Work to complete ::
Your job is to print, exactly, the lines in the data below from the line with "phrase -- foliage" through the line with "phrase -- flower cluster", both included, and to omit any picture.

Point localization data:
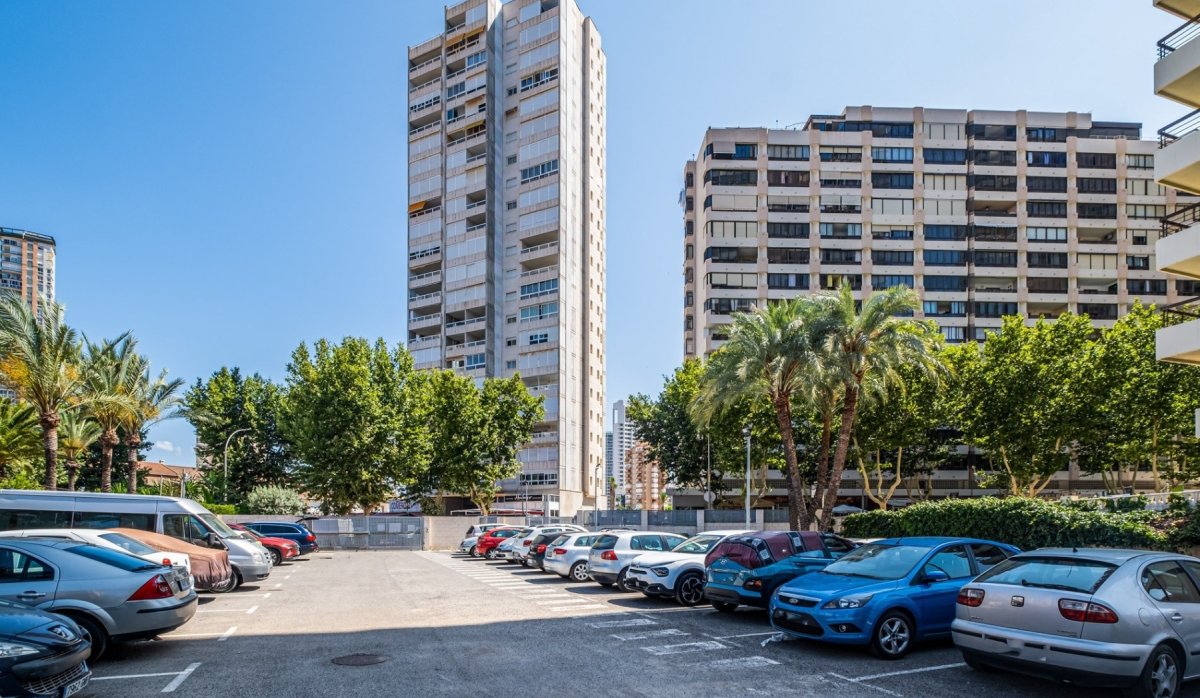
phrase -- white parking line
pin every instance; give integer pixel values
(701, 647)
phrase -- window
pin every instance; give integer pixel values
(892, 154)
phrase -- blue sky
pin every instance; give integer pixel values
(227, 179)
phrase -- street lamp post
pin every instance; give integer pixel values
(229, 438)
(745, 432)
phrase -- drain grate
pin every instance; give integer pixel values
(360, 660)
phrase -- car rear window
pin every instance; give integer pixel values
(1042, 572)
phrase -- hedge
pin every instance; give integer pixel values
(1021, 522)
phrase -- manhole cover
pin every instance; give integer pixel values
(360, 660)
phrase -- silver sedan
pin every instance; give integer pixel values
(1113, 618)
(112, 595)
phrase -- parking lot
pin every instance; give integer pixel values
(448, 625)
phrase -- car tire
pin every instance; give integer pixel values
(690, 589)
(1159, 678)
(893, 636)
(95, 633)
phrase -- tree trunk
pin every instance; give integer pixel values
(49, 422)
(829, 497)
(797, 505)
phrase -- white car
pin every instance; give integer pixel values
(679, 573)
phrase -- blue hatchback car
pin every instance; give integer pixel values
(887, 594)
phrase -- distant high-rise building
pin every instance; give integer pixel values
(507, 224)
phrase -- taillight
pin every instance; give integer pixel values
(155, 588)
(972, 597)
(1085, 612)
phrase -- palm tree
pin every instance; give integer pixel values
(40, 361)
(865, 348)
(108, 395)
(21, 440)
(154, 398)
(77, 433)
(768, 354)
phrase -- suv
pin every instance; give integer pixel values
(611, 554)
(292, 531)
(679, 573)
(747, 570)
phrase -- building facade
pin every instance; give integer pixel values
(1177, 78)
(507, 224)
(983, 214)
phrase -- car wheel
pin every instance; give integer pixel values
(580, 572)
(690, 589)
(893, 636)
(1159, 678)
(95, 633)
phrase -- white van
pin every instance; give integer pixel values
(172, 516)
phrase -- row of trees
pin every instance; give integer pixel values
(825, 385)
(73, 396)
(353, 425)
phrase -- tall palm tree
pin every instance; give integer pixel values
(154, 399)
(40, 361)
(21, 439)
(768, 354)
(865, 348)
(77, 433)
(107, 390)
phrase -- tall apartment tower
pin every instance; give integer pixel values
(507, 224)
(984, 214)
(1177, 77)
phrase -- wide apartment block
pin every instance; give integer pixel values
(507, 226)
(985, 214)
(1177, 77)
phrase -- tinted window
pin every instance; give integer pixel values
(1168, 582)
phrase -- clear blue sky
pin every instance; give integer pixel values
(227, 179)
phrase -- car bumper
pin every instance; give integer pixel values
(1085, 662)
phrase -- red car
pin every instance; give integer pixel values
(486, 543)
(280, 548)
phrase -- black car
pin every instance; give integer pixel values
(41, 654)
(292, 531)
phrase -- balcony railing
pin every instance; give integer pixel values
(1182, 218)
(1177, 38)
(1179, 128)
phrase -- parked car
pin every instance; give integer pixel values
(612, 553)
(678, 573)
(281, 549)
(747, 570)
(1128, 619)
(41, 654)
(568, 555)
(111, 595)
(298, 533)
(473, 533)
(491, 540)
(888, 595)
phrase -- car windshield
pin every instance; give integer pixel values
(696, 545)
(879, 561)
(129, 543)
(1061, 573)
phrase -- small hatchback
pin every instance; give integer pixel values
(612, 553)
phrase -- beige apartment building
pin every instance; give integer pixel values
(984, 214)
(507, 226)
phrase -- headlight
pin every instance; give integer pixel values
(17, 650)
(849, 602)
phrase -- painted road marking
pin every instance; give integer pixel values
(701, 647)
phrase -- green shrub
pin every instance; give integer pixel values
(274, 500)
(1021, 522)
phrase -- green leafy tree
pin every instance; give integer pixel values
(40, 362)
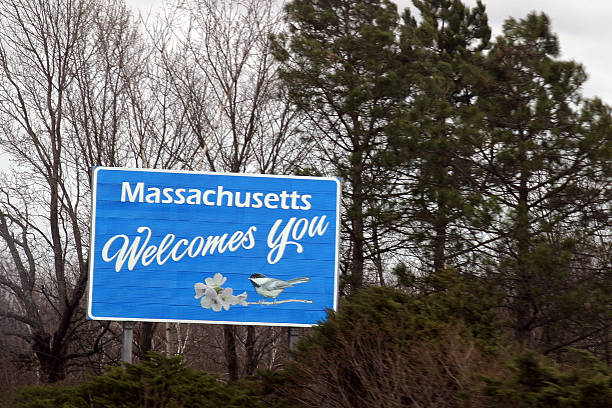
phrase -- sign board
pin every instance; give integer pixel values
(213, 247)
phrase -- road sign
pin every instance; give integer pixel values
(213, 247)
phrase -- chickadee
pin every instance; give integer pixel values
(270, 287)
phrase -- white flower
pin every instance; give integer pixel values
(216, 281)
(212, 296)
(211, 300)
(200, 288)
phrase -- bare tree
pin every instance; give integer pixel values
(218, 56)
(79, 88)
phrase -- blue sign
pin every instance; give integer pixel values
(213, 247)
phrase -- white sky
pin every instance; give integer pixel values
(583, 28)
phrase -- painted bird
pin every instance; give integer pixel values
(270, 287)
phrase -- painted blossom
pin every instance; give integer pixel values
(200, 289)
(216, 281)
(211, 300)
(213, 296)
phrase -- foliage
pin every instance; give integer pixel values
(386, 348)
(342, 69)
(538, 383)
(158, 382)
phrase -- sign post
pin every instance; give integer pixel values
(175, 246)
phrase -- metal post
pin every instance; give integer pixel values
(127, 341)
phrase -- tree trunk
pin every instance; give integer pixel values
(231, 356)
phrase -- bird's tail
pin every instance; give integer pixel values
(298, 280)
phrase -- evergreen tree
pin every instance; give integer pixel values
(544, 150)
(433, 141)
(343, 72)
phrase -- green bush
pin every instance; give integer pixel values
(387, 348)
(158, 382)
(537, 382)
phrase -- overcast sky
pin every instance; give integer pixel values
(582, 27)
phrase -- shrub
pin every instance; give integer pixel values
(384, 348)
(157, 382)
(537, 382)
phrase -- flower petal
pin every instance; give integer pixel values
(199, 288)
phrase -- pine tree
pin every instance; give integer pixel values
(342, 70)
(544, 151)
(434, 139)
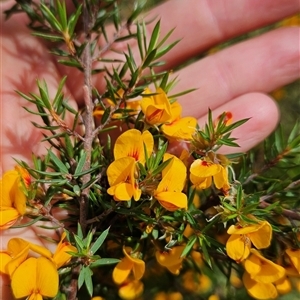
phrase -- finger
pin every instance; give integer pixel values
(261, 64)
(263, 116)
(24, 61)
(202, 24)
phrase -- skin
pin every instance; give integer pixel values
(235, 79)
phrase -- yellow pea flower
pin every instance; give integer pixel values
(179, 128)
(261, 276)
(202, 173)
(18, 250)
(13, 187)
(283, 285)
(129, 263)
(239, 243)
(261, 269)
(131, 144)
(259, 290)
(168, 192)
(131, 290)
(121, 178)
(35, 278)
(171, 259)
(156, 108)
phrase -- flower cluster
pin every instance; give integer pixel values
(38, 275)
(140, 218)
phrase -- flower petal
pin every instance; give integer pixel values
(25, 274)
(201, 168)
(259, 290)
(122, 270)
(131, 143)
(5, 258)
(262, 237)
(172, 200)
(8, 217)
(173, 176)
(131, 290)
(269, 273)
(237, 247)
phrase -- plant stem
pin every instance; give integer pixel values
(88, 117)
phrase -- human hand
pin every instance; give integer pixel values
(233, 80)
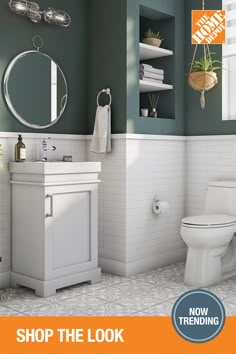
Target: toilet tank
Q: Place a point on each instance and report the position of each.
(221, 198)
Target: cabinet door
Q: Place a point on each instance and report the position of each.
(71, 230)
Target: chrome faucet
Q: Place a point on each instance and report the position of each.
(46, 148)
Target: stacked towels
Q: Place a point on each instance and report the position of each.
(148, 73)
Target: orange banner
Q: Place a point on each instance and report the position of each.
(133, 335)
(208, 27)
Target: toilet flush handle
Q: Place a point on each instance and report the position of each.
(50, 215)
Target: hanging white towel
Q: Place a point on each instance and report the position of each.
(101, 141)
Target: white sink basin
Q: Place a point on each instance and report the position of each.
(54, 167)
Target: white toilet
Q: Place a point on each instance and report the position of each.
(210, 237)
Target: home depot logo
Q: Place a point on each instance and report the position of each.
(208, 27)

Response area ::
phrase -- foliage
pin every instance; give integer pixel values
(386, 348)
(342, 69)
(538, 383)
(158, 382)
phrase -- sign post
pin every instance; give integer pixel values
(175, 246)
phrase -- metal post
pin every instance; give integer pixel values
(127, 341)
phrase -- tree trunk
pin every instance; give integer pixel values
(231, 356)
phrase -- bird's tail
pin every instance; give integer pixel values
(298, 280)
phrase -- evergreen tree
pin every instance; give integer pixel values
(544, 150)
(433, 141)
(343, 72)
phrase -- green bush
pin every instance; give integer pixel values
(387, 348)
(158, 382)
(537, 382)
phrase -- overcast sky
pin every instance; give integer pixel values
(582, 27)
phrase -- shrub
pin every instance; give integer pixel values
(384, 348)
(157, 382)
(537, 382)
phrase -- flower petal
pin every instance; give integer pixel values
(199, 288)
phrase -- pine tree
pin every instance; give integer pixel values
(342, 70)
(544, 151)
(434, 139)
phrase -- finger
pin every instance; give integer pixel values
(261, 64)
(263, 116)
(24, 61)
(202, 24)
phrase -- skin
pin every instance; give integer pixel values
(235, 79)
phrase -- yellow pea flower
pin every instance; give integer pixel values
(179, 128)
(261, 276)
(202, 173)
(18, 250)
(13, 187)
(283, 285)
(129, 263)
(239, 243)
(261, 269)
(131, 144)
(259, 290)
(168, 192)
(131, 290)
(121, 178)
(35, 278)
(171, 259)
(156, 108)
phrase -- flower cluster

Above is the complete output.